What the task requires — Swap "dot" for "marker" in the lines from the one holding "Locate the nose" through the one holding "x=278 y=208", inclusive. Give back only those lines, with nothing else altered.

** Start Supplied information **

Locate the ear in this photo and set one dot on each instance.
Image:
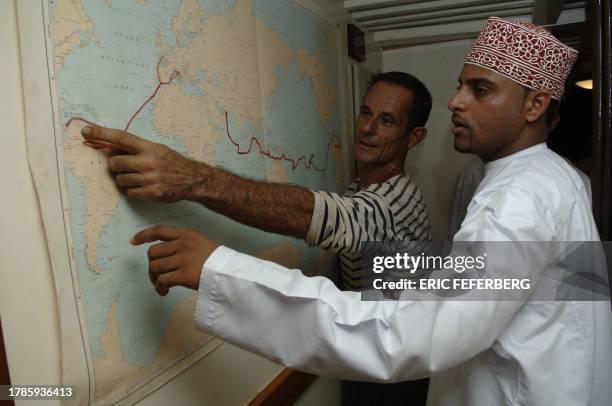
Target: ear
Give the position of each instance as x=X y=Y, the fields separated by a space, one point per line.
x=536 y=104
x=416 y=136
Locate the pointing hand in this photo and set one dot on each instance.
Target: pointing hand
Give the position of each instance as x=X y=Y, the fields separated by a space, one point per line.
x=145 y=169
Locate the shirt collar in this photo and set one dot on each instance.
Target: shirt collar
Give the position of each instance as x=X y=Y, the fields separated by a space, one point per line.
x=501 y=162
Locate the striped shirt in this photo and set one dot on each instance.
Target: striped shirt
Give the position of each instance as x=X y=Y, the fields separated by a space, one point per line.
x=390 y=211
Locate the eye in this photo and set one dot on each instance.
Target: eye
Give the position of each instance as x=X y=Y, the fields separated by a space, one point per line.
x=364 y=113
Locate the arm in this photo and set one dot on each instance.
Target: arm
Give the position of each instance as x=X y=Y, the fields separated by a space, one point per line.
x=150 y=171
x=279 y=208
x=390 y=211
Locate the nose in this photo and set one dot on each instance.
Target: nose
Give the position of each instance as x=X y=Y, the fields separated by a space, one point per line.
x=368 y=125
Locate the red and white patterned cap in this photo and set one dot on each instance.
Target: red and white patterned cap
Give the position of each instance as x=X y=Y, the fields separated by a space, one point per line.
x=525 y=53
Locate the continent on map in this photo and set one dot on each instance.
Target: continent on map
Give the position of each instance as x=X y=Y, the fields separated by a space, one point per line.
x=69 y=26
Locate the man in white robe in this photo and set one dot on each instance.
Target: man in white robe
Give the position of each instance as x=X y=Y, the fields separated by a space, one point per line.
x=496 y=352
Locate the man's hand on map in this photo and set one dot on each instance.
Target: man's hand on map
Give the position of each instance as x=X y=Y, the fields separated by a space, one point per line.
x=145 y=169
x=178 y=259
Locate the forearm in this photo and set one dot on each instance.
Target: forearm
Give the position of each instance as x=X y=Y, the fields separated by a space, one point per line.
x=278 y=208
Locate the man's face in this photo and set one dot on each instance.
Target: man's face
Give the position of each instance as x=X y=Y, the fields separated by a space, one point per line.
x=382 y=123
x=488 y=116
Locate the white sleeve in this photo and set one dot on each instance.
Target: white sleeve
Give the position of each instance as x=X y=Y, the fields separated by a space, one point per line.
x=308 y=324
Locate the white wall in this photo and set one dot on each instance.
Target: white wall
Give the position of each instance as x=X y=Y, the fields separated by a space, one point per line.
x=434 y=164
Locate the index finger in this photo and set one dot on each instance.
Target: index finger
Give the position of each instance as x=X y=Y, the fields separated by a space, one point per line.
x=161 y=232
x=117 y=138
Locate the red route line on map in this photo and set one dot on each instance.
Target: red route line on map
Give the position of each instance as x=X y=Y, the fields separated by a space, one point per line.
x=308 y=163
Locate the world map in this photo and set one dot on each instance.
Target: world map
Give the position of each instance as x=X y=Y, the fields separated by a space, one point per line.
x=249 y=85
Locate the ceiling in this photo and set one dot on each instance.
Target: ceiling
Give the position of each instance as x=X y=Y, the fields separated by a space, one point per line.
x=401 y=23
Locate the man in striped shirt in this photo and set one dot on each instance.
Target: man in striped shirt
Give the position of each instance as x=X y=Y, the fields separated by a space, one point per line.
x=383 y=204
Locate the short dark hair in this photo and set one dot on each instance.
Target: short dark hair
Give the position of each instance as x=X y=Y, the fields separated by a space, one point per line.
x=421 y=105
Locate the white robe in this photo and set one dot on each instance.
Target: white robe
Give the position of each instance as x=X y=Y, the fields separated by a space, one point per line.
x=477 y=353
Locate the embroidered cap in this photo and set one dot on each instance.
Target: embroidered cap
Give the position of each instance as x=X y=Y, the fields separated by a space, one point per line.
x=525 y=53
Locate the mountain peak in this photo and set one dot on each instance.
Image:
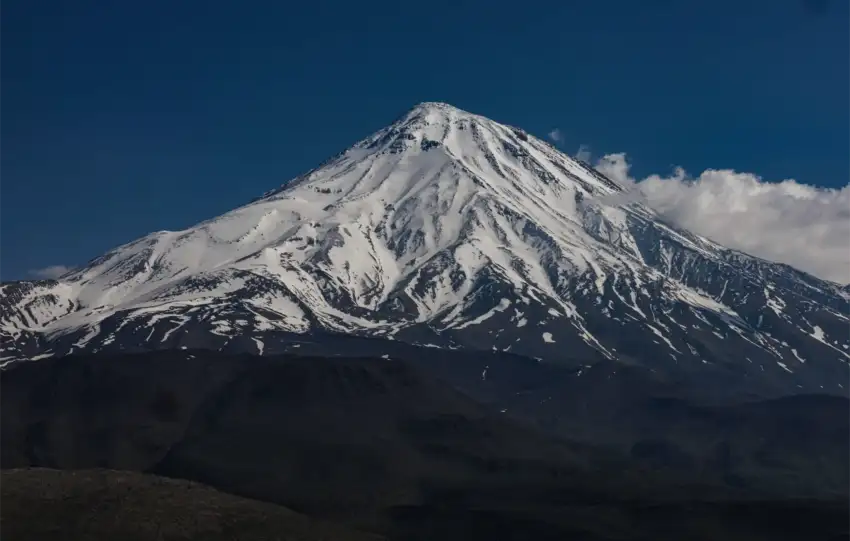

** End Supplied information **

Answer to the exercise —
Locate the nose in this photo and set one marker on each instance.
Target: nose
Give the position of each instance as x=X y=Y, the fields separated by a space, one point per line.
x=368 y=125
Locate the red and white patterned cap in this photo and set one marker on each instance.
Target: red and white patterned cap
Give the position of each instance as x=X y=Y, the fields separated by a space, one point per line.
x=525 y=53
Locate the continent on map in this photo and set one marker on each instance.
Target: continent on map
Give the position of each instance as x=X y=Y, the fields separated by a space, one point per line.
x=69 y=26
Locate the man in white robe in this photo and set one marker on each instance.
Target: man in white robe
Give the position of each instance as x=X y=Y, the fields separated by a space, one point per line.
x=496 y=352
Locate the man's hand on map in this photo and set one marker on each instance.
Target: man's hand on map
Give the position of each instance as x=X y=Y, the fields separated by a space, one point per line.
x=145 y=169
x=178 y=259
Locate the forearm in this photo and set one marker on each instance.
Target: forearm
Give the position of each instance as x=X y=Y, the fields separated by a space, one point per line.
x=278 y=208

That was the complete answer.